[Entries from a point annotation set]
+---+

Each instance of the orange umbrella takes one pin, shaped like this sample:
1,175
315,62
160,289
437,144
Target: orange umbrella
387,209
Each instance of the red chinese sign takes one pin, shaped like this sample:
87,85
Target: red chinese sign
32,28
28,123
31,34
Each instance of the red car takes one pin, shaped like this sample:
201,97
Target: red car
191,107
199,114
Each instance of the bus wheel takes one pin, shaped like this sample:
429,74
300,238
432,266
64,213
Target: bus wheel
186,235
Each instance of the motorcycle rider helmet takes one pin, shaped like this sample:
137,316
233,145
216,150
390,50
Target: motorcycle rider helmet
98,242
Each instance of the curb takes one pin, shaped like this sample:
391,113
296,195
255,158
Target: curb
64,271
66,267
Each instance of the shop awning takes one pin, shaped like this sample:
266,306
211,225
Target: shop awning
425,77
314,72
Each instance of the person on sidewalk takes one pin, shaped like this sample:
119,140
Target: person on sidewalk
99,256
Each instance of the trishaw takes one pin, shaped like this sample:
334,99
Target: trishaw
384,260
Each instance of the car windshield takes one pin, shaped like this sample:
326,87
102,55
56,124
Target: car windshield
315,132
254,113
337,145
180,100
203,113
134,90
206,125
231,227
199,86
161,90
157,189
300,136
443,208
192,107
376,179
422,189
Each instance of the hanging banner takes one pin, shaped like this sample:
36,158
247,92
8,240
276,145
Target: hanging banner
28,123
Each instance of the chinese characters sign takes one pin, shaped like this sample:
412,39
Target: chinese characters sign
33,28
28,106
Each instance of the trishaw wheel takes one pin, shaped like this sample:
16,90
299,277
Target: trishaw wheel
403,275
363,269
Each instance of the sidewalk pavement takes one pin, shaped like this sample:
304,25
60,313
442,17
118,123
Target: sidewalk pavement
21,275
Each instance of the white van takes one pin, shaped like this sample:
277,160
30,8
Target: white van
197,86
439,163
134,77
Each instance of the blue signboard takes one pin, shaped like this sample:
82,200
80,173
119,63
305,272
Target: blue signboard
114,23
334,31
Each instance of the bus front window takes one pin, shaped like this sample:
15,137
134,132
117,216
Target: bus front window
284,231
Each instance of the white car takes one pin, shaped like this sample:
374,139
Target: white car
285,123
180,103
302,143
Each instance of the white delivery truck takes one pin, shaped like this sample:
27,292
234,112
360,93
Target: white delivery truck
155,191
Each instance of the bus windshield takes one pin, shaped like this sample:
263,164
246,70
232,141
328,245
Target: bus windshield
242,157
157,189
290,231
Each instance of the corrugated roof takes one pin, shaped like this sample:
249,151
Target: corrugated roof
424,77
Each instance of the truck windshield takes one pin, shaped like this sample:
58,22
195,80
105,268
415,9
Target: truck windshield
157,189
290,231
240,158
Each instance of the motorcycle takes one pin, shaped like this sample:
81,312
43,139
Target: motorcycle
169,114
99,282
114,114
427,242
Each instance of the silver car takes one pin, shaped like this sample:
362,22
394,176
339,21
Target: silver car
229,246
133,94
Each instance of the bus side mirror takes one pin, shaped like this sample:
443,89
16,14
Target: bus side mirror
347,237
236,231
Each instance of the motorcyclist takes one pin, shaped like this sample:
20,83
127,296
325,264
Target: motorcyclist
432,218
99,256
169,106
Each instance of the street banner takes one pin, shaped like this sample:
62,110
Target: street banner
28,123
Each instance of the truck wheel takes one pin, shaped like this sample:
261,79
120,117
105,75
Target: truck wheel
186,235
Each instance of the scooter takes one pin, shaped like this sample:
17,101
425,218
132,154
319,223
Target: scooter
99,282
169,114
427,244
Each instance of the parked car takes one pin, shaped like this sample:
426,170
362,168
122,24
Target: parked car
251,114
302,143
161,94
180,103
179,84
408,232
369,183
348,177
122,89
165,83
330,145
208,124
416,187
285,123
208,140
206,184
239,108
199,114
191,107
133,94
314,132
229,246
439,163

+---+

EXERCISE AIM.
Set out exactly the run of lines that begins at the line holding "Each instance of the silver" and ends at the last line of the data.

EXERCISE OUTPUT.
Each instance of the silver car takes one pin, shaped like this sample:
362,22
394,176
339,21
Target: silver car
229,246
133,94
Each instance of the bus side mirror takes one pin, shaped like this sample:
443,89
16,14
Target: bus side mirror
347,237
236,231
Each instance of the motorcyclist takes one pin, shaped like this sample:
20,83
127,296
325,264
Target: motorcyclist
432,218
99,256
169,106
Each instance of the street banner takes one pin, shaped like this sample:
62,110
Target: street banner
28,123
Each instance of the truck wheel takes one pin, shaped like this sample:
261,79
120,117
105,75
Target: truck wheel
186,235
Each instance of the scooter takes one pin, shaped like this sample:
17,101
425,218
132,154
319,223
Target: scooter
99,282
169,114
427,244
Each instance of the parked car takes one pin, shaped like this sample:
426,170
362,168
122,24
Target: parked car
251,114
302,143
161,94
180,103
179,84
408,232
369,183
348,177
122,89
165,83
330,145
208,124
416,187
285,123
208,140
206,184
239,108
199,114
191,107
133,94
314,132
229,246
439,163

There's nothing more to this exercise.